But it seems to me that she clearly had an agenda that went well beyond addressing epistemology and clouds the paper with seemingly irrelevant content about Beckwith and his motives. Reading the paper charitably, I believe Forrest was attempting to show how Beckwith’s personal views have important implications for  the political agenda of the ID movement and perhaps she’s right. But it muddies an otherwise interesting paper—commentary like that should be preserved for an accompanying article on a personal blog (for example, see here) or something and shouldn’t be a part of a paper for an academic journal. Certainly not for a journal of the caliber of Synthese.

If the Editors-in-Chief have any case it is on this point. A good editor would have cleaned the paper up considerably by removing a majority of the quotes and references (or at least footnoted some) and reducing the volume of the paper by half. They also would have completely cut section 6.2 (“Beckwith’s religious exclusionism”) as it adds nothing to her central argument as far as I can see. At the very least, with such a long and involved analysis of Beckwith’s views, it is academic courtesy to offer the person who is the object of those criticisms a chance to review and at least privately comment on the claims being made particularly if one’s goal is to get to the truth of the matter--something I hope philosophers are still interested in. If you want to get something right and you’re making a number of complex claims about a person’s views (not just about their published arguments), academic, and we might add common, courtesy would seem to demand a review of this sort. It doesn’t appear that Forrest ever reached out to Beckwith before publication. This is particularly unfortunate given the highly emotional—and many times toxic—nature of the conversation around intelligent design.

Which leads to another relevant point in my opinion. Regardless of whether the Editors-in-Chief were justified in finding fault with the quality of the articles published (I’ll set aside the important issue of whether or not they subverted the wishes of the guest editors in publishing a disclaimer), because the issue focused on the ID movement, any criticism would be suspect. It reminds me of the claim of some conservatives during the 2008 presidential campaign that an African American president would be made of rubber: any criticism, regardless of its merit, would automatically become a “black issue” and so nothing would stick.  Because of the toxicity of the topic, the Editors-in-Chief should have taken special care to ensure the publication was handled with the utmost editorial care.

Tasks »
- A) Copy the Synthese commentary word for word from "Which leads to" to "utmost editorial care.".
- B) Extend the commentary on Forrest's paper and the Synthese editors, picking up after its last sentence.
The rows that follow come from a different source than the commentary above.

Supplied entries »

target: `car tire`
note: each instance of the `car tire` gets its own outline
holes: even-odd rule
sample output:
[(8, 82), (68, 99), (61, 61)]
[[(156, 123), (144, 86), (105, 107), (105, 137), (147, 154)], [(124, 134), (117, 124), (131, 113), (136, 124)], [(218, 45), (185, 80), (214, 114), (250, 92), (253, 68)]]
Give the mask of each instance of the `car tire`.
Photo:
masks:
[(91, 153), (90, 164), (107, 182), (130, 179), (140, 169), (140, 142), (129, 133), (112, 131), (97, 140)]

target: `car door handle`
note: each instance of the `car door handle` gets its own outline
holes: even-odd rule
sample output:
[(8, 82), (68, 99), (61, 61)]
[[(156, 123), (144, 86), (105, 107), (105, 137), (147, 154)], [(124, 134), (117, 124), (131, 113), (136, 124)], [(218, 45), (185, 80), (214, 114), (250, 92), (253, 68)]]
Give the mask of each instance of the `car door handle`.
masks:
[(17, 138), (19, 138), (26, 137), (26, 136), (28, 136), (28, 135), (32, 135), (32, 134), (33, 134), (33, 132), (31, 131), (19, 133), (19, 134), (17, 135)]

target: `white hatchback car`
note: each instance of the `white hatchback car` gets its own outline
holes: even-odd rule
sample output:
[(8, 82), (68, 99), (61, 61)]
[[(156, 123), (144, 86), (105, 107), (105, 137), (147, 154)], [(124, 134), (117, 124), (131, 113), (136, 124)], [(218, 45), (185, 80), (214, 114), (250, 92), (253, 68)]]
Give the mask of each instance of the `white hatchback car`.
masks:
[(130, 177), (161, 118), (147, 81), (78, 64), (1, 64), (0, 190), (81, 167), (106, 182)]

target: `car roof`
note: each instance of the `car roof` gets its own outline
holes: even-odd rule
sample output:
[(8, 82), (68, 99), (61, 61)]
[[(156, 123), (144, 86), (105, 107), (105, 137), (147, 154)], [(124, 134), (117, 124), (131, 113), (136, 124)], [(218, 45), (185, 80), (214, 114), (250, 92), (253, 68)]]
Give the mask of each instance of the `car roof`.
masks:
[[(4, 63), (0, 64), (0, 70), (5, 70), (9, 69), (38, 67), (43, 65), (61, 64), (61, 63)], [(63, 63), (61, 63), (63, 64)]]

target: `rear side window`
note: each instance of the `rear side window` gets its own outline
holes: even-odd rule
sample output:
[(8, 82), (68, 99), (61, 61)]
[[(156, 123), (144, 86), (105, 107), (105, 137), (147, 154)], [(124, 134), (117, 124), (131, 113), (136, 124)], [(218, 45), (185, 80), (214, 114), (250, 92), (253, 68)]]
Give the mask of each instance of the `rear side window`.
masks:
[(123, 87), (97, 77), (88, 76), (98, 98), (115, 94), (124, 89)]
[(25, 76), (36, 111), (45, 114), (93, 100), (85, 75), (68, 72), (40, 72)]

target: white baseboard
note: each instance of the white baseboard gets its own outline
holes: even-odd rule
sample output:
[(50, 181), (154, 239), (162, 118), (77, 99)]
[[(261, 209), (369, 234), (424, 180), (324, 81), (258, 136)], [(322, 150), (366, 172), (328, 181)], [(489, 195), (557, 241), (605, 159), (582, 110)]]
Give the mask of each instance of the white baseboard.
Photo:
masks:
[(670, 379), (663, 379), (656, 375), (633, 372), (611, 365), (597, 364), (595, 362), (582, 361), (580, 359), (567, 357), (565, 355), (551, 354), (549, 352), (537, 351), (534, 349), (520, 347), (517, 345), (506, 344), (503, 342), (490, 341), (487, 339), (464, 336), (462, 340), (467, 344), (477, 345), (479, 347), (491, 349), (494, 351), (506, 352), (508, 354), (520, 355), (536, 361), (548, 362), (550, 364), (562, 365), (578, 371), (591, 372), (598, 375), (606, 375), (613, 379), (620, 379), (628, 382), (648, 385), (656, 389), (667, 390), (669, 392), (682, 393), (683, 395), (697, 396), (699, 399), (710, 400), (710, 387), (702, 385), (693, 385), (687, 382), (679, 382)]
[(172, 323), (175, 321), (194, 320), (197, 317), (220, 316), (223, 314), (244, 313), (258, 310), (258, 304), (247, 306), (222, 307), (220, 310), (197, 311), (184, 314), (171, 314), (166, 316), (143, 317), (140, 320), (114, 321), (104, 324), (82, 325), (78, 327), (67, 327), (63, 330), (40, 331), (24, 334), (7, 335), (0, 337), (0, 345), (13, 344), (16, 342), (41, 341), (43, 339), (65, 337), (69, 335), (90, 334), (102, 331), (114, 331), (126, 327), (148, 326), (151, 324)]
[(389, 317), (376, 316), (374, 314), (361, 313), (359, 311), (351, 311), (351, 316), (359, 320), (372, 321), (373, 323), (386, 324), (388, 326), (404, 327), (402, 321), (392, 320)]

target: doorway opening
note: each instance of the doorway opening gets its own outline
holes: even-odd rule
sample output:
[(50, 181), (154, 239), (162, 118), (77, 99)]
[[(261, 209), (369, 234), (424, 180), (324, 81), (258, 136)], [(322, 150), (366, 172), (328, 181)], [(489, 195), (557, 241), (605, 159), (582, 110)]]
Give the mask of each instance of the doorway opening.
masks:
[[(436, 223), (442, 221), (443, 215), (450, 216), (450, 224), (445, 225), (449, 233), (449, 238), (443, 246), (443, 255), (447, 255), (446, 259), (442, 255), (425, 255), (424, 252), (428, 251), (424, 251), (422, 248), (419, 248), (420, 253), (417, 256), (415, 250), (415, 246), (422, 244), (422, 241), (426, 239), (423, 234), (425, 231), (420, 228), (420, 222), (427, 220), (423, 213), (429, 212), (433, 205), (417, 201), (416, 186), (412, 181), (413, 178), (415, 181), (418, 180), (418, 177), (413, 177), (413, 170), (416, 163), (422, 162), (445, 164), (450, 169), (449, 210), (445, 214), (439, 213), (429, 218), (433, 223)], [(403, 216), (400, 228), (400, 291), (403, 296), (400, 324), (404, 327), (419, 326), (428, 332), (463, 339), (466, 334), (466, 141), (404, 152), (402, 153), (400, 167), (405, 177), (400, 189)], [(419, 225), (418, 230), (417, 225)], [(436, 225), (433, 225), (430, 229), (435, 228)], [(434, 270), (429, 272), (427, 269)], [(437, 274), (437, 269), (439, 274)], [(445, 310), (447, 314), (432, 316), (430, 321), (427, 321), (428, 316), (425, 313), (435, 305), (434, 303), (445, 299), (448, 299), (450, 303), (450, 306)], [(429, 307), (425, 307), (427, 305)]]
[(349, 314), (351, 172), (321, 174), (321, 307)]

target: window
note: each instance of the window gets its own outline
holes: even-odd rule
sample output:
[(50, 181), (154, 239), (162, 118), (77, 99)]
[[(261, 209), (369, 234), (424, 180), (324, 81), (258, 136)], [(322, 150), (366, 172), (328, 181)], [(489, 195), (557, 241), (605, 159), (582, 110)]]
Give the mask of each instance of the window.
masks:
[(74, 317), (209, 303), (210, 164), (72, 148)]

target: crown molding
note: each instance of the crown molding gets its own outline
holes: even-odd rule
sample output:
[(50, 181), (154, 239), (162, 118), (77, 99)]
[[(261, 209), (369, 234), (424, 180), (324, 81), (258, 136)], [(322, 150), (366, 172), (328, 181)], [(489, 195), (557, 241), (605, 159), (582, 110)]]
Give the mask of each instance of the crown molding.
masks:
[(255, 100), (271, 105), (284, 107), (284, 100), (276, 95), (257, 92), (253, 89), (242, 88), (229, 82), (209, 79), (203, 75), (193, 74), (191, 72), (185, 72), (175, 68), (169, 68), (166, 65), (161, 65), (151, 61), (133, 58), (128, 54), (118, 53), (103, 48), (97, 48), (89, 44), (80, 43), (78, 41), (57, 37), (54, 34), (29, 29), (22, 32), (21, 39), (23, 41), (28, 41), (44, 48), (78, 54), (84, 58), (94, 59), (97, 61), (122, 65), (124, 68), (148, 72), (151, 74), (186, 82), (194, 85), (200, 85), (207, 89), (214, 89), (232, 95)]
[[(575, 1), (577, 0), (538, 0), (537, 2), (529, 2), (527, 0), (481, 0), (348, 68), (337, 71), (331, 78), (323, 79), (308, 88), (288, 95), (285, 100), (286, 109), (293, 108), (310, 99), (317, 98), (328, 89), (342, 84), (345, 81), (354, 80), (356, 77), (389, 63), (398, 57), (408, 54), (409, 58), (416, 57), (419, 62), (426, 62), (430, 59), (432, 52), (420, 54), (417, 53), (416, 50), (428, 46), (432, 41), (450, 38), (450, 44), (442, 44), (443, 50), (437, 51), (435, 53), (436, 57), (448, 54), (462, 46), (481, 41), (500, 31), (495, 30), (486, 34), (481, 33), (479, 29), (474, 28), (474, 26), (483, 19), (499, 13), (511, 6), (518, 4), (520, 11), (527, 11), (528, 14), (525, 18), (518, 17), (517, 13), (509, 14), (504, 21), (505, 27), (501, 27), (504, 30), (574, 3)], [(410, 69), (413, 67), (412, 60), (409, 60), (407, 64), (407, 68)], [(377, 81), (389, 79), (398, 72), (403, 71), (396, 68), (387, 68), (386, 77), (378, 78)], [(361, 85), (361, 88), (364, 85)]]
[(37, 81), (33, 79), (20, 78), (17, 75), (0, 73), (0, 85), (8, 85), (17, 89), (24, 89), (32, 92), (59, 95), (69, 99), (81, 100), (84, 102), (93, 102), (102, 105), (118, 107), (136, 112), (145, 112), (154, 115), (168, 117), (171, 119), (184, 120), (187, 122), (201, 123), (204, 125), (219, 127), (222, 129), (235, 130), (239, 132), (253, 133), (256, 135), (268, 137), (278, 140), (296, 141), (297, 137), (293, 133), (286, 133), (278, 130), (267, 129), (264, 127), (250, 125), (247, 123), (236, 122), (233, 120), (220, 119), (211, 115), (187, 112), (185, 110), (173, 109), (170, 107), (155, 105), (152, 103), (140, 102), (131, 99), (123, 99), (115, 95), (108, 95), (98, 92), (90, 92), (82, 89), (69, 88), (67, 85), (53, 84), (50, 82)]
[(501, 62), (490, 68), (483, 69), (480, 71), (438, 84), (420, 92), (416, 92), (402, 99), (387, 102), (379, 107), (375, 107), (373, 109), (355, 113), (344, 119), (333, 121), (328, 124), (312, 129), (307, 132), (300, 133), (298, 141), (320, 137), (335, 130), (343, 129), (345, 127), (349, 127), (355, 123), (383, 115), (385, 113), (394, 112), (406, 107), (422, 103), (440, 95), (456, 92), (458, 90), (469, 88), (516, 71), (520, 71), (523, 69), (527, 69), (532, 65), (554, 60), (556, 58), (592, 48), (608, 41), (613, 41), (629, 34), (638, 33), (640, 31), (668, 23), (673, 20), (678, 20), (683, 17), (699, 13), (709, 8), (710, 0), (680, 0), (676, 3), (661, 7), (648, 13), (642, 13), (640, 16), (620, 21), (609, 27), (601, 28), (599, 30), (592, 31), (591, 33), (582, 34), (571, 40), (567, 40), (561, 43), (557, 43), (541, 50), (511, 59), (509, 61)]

Responses to the exercise »
- A)
Which leads to another relevant point in my opinion. Regardless of whether the Editors-in-Chief were justified in finding fault with the quality of the articles published (I’ll set aside the important issue of whether or not they subverted the wishes of the guest editors in publishing a disclaimer), because the issue focused on the ID movement, any criticism would be suspect. It reminds me of the claim of some conservatives during the 2008 presidential campaign that an African American president would be made of rubber: any criticism, regardless of its merit, would automatically become a “black issue” and so nothing would stick.  Because of the toxicity of the topic, the Editors-in-Chief should have taken special care to ensure the publication was handled with the utmost editorial care.

- B)
Inevitability

Beckwith’s response was pretty much inevitable but I’m not sure why he published it or at least why he spent a number of pages addressing what he saw as personal attacks. Anyone who could decipher Forrest’s claims against Beckwith and who would take the time to research the myriad references seemingly would be fair enough to know that Forrest’s critique is not the entire story and so Beckwith’s paper isn’t necessary. Anyone who would take Forrest at her word about Beckwith probably wouldn’t listen to Beckwith’s response anyway so, again, his paper seems unnecessary. I found Beckwith’s paper too focused on his views on the matters at hand and less about the issues themselves. There is some good content in the paper to be sure and perhaps the sensationalistic nature of the events surrounding Sythese gave Beckwith the opportunity to introduce new readers to his material. But as a personal apologetic, I didn’t find his response all that effective.

Intramural infighting like this is mildly entertaining but, I think, a target of ridicule by those on the outside. Still, there is plenty of interesting content here and I hope the general reader will be able to separate the wheat from the chaff and avoid getting embroiled in the sideshow.